PAGE TEXT.
How do sociologists study society?

A group of four young adults engaged in a lively conversation outside a university building, with students walking in the background.

Sociology begins with one huge question: how do societies shape the way people think, behave and experience life?

At first, this might sound simple. We all live in society, so surely we already understand it. But sociology asks us to look again. It asks why some patterns keep appearing: why some groups achieve more in education, why some people are more likely to experience poverty, why gender expectations still affect everyday life, why crime is not evenly distributed, and why people often follow rules without even noticing them.

For Cambridge OCR A level Sociology, this question links closely to research methods and researching social inequalities. OCR expects students to understand the relationship between theory and methods, the main stages of the research process, and the methods used in sociological research, including questionnaires, interviews, observations, statistical data, content analysis, ethnography and mixed methods.


Sociology is not just “common sense”

A key starting point is that sociology challenges common-sense explanations.

Common sense might say:

“People succeed because they work hard.”

Sociology asks:

“Does everyone have the same chances to succeed? How might social class, gender, ethnicity, age, education, family background, media representation or discrimination affect life chances?”

This is what makes sociology powerful. It looks beyond individual choices and asks how social structures shape people’s opportunities.

A student might choose their A levels, apply for a job or join a friendship group, but those choices are never made in a vacuum. They are shaped by family, school, peer groups, media, culture, social class, gender norms, ethnicity, religion, age and wider economic conditions.


What do sociologists study?

REQUESTS.
a – Decide whether each statement agrees with the text on how sociologists study society: (i) OCR expects students to understand how theory and methods relate; (ii) sociology accepts common-sense explanations; (iii) the choices a student makes happen in a vacuum. For each, answer yes or no and quote the deciding words of the text.
b – Continue the text on how sociologists study society from where it stops.

MATERIAL SUPPLIED.
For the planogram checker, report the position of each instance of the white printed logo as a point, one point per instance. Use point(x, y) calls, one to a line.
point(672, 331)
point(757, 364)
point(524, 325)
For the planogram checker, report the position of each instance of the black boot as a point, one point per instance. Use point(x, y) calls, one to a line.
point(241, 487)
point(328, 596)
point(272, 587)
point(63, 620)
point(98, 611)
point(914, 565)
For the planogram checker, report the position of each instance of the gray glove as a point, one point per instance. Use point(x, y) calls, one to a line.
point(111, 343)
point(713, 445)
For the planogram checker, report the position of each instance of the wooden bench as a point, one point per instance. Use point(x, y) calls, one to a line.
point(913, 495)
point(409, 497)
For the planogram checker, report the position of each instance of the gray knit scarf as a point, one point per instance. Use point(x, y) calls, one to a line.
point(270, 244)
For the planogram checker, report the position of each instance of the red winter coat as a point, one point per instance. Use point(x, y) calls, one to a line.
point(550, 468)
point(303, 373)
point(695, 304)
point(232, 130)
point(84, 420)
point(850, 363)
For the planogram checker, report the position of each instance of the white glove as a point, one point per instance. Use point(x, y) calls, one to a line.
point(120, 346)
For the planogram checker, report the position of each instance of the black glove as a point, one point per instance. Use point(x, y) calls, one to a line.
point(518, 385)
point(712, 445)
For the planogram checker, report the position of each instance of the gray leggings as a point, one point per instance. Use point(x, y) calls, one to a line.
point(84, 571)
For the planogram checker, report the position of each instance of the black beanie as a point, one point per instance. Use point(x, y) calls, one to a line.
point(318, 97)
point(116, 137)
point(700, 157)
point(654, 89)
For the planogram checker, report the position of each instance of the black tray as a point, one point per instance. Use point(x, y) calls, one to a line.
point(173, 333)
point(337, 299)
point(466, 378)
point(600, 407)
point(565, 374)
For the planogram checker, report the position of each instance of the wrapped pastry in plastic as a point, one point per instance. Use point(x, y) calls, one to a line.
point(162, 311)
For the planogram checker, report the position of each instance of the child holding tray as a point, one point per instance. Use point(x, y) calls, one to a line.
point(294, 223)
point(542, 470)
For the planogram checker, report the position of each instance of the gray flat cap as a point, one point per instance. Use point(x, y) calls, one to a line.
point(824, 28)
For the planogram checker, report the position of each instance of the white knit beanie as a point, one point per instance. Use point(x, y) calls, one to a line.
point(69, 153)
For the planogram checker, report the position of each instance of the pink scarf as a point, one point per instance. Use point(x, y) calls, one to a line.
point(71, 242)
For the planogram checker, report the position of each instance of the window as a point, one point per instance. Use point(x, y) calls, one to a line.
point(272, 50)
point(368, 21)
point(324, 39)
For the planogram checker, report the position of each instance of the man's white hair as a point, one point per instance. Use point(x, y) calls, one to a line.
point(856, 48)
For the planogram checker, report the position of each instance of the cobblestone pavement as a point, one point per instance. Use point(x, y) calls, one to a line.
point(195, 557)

EXERCISE RESULTS.
a –
(i) Yes: "OCR expects students to understand the relationship between theory and methods"
(ii) No: "sociology challenges common-sense explanations"
(iii) No: "those choices are never made in a vacuum"

b –
Sociologists study patterns in social life. These might include:

  • how children learn norms and values through socialisation
  • how identities are shaped by class, gender, ethnicity and age
  • how families, education, religion, media and work influence people’s lives
  • how inequality affects life chances
  • how crime and deviance are defined and controlled
  • how digital media and globalisation are changing society

The key point is that sociologists are interested in patterns, meanings and power.

They ask questions such as:

Patterns: Who is more likely to experience inequality, poverty, educational success, unemployment or discrimination?

Meanings: How do people understand their own lives, identities and choices?

Power: Who has the ability to shape rules, laws, institutions, media messages and social expectations?


The relationship between theory and methods

Sociologists do not all study society in the same way. Their research is often shaped by their theoretical perspective.

A theory is a way of explaining how society works. A method is the tool used to collect evidence.

For example, a sociologist who wants measurable evidence about social inequality might use questionnaires or official statistics. A sociologist who wants to understand people’s feelings, identities and meanings might use interviews or observations.

This is why theory and methods are connected.

Positivism

Positivists argue that sociology should be as scientific as possible. They prefer methods that produce quantitative data, such as questionnaires, structured interviews and official statistics.

They often look for patterns, trends and correlations. For example, a positivist might study whether social class affects exam results by analysing large-scale education data.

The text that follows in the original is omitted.